Exercices
• a. Dans l'extrait sur la transposition des directives, à compter de quelle date le principe d'une égalité de traitement a-t-il été reconnu ?
• b. Recopiez fidèlement le passage de l'extrait sur la transposition des directives qui commence par les mots « 23. Comme l' » et s'achève sur « qu' ils soient. ».

Texte source
= = =
21. Après avoir rappelé le principe et les limites de l' "autonomie procédurale", vous avez indiqué qu' il convenait de "tenir compte du caractère particulier des directives" (17) et déduit de cette spécificité que,
"(...) aussi longtemps que la directive n' est pas correctement transposée en droit national, les justiciables n' ont pas été mis en mesure de connaître la plénitude de leurs droits (...)" (18),
en sorte que
"seule la transposition correcte de la directive mettra fin à cet état d' incertitude et ce n' est qu' au moment de cette transposition qu' est créée la sécurité juridique nécessaire pour exiger des justiciables qu' ils fassent valoir leurs droits" (19),
pour conclure que,
"(...) jusqu' au moment de la transposition correcte de la directive, l' État membre défaillant ne peut pas exciper de la tardiveté d' une action judiciaire (...) et qu' un délai de recours de droit national ne peut commencer à courir qu' à partir de ce moment" (20).
22. Les termes de cet arrêt sont extrêmement clairs et ne peuvent être limités à une catégorie de délais de procédure. Ainsi, jusqu' au moment de la "transposition correcte", un État membre ne saurait se prévaloir de ses règles internes de procédure pour refuser d' accorder à un particulier un droit qu' il tire d' une directive.
23. Comme l' écrit E. Scyszczak :
"In Emmott, by allowing the suspension of national procedural rules until a directive has been correctly transposed, the Court of Justice has added another sanction to compel Member States into speedy compliance with the obligations contained in directives and in any subsequent infringement proceedings or preliminary rulings delivered by the Court (...). A Member State in default of its obligations may not rely on national law to deny individual rights in the national Courts" (21).
24. Il y a donc, en pareil cas, suspension des délais de droit interne de quelque nature qu' ils soient.
25. Dès lors que vous aviez reconnu le principe d' une égalité de traitement à compter du 23 décembre 1984, il eût été quelque peu choquant que, par le biais de règles processuelles, un État membre puisse porter atteinte à la pleine efficacité de la directive, et ce d' autant plus que, lorsque les conditions d' invocabilité sont réunies, le juge national doit laisser inappliquées les dispositions matérielles qui seraient contraires à ce principe (22).
= = =
Données présentées
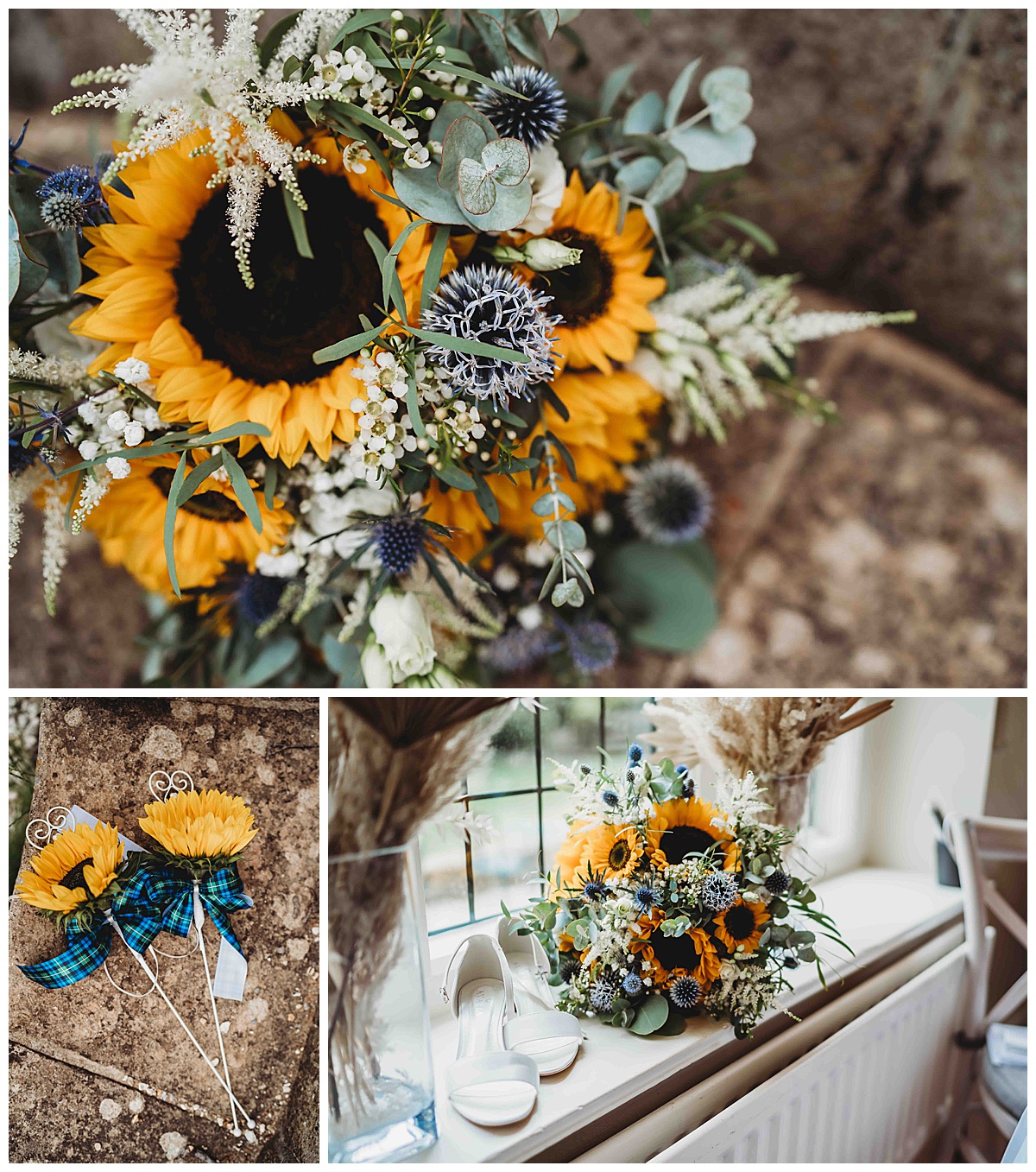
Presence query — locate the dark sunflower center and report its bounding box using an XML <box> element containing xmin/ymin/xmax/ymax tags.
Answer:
= = =
Corrigés
• a. À compter du 23 décembre 1984.

• b.
23. Comme l' écrit E. Scyszczak :
"In Emmott, by allowing the suspension of national procedural rules until a directive has been correctly transposed, the Court of Justice has added another sanction to compel Member States into speedy compliance with the obligations contained in directives and in any subsequent infringement proceedings or preliminary rulings delivered by the Court (...). A Member State in default of its obligations may not rely on national law to deny individual rights in the national Courts" (21).
24. Il y a donc, en pareil cas, suspension des délais de droit interne de quelque nature qu' ils soient.